- [RECORDS]
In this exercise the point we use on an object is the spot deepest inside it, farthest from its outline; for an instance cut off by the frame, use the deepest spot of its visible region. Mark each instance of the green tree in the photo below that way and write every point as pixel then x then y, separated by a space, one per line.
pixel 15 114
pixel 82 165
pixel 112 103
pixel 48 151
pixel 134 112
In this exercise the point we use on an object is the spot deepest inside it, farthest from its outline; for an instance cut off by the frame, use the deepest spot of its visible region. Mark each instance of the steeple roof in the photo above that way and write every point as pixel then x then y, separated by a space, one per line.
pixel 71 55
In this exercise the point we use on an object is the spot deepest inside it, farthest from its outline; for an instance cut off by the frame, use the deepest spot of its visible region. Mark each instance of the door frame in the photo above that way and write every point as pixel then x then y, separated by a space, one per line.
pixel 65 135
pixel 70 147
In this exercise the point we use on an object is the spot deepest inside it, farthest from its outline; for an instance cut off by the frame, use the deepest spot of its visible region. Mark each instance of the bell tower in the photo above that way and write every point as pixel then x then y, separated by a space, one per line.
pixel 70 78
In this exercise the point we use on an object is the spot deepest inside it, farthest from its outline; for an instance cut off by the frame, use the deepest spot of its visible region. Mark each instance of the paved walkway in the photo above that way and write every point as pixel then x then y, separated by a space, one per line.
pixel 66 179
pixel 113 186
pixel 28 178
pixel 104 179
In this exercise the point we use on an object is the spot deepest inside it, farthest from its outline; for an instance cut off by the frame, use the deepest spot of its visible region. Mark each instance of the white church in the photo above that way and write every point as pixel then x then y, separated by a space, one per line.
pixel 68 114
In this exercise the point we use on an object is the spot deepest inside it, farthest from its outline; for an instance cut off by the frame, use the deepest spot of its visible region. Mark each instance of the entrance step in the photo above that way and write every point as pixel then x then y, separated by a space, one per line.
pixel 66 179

- [REQUIREMENTS]
Write out, character for character, the lines of the material above, starting at the line that contains "of the paved" and stopping after the line that contains "pixel 104 179".

- [SOLUTION TO THE EXERCISE]
In this exercise the point we use on an object is the spot deepest inside it, farthest from its outline; for an instance cut off by the frame, use the deepest spot of its visible region. Mark each instance of the paved walkway in the photo above that way and write every point as pixel then x then y, separated by a space, one per line.
pixel 66 179
pixel 113 186
pixel 28 178
pixel 104 179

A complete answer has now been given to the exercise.